> _TASK TO CARRY OUT_
Reproduce the items in the stretch from "Challenge: I say there's no white license" through "15 246 117 294", switching "license plate" to "number plate" and changing nothing else.
·····
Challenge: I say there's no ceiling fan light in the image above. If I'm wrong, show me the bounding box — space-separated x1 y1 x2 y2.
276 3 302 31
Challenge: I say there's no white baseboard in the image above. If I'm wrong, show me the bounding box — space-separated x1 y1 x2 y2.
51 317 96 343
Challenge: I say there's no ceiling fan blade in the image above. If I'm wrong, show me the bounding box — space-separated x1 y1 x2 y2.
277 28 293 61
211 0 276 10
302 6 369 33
·····
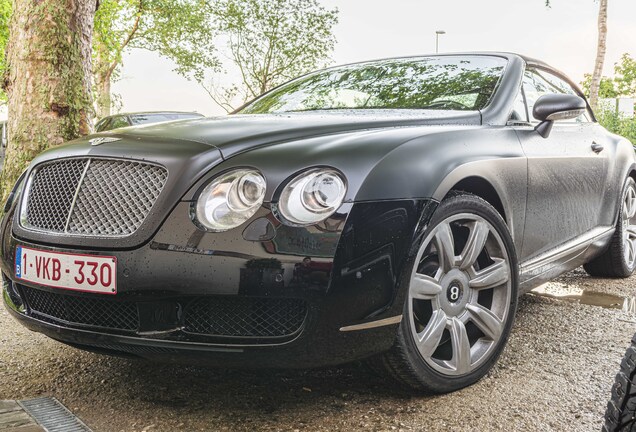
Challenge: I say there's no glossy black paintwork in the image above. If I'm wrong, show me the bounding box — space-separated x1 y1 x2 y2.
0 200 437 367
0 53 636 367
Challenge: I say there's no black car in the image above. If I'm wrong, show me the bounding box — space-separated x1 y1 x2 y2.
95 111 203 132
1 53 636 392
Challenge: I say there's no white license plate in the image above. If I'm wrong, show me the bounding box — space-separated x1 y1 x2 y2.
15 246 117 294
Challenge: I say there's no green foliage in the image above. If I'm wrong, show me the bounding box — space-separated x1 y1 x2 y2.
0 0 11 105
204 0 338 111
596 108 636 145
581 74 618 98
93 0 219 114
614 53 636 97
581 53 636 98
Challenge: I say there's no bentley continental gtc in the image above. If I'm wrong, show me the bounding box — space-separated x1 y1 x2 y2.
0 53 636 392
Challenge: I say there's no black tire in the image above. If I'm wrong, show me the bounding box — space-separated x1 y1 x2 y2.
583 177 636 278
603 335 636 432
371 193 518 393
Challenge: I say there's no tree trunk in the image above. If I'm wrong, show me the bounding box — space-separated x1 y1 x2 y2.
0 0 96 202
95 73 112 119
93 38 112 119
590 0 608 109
·····
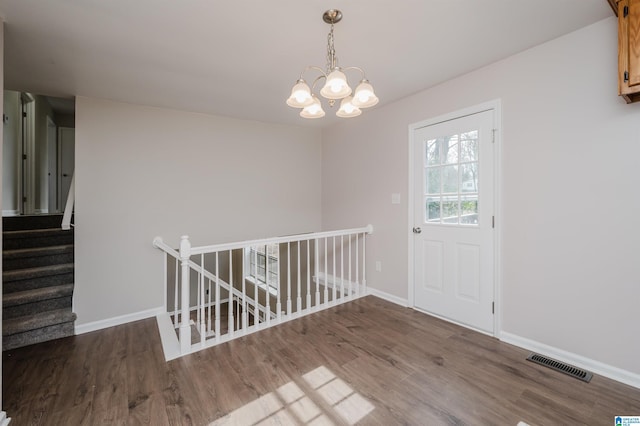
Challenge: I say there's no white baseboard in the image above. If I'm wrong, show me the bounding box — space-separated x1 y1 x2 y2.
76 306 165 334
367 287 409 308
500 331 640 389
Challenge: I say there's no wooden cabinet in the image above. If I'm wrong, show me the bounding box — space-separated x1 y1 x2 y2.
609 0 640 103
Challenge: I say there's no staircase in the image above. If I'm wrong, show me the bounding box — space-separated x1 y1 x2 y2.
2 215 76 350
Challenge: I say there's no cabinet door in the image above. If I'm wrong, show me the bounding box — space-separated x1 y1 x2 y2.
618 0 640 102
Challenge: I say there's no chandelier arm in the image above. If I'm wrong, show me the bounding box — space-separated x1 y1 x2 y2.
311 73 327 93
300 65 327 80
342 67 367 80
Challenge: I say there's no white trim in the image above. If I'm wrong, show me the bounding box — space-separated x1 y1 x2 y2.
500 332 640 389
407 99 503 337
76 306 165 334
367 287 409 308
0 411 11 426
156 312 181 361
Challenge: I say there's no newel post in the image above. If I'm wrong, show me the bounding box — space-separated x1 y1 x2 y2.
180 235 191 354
·····
> _COMPLETE OUTPUT_
Challenge: I say there's no white number plate in the image above. If I'm wrong, show me the bounding box — space-separated x1 y1 x2 y2.
15 246 117 294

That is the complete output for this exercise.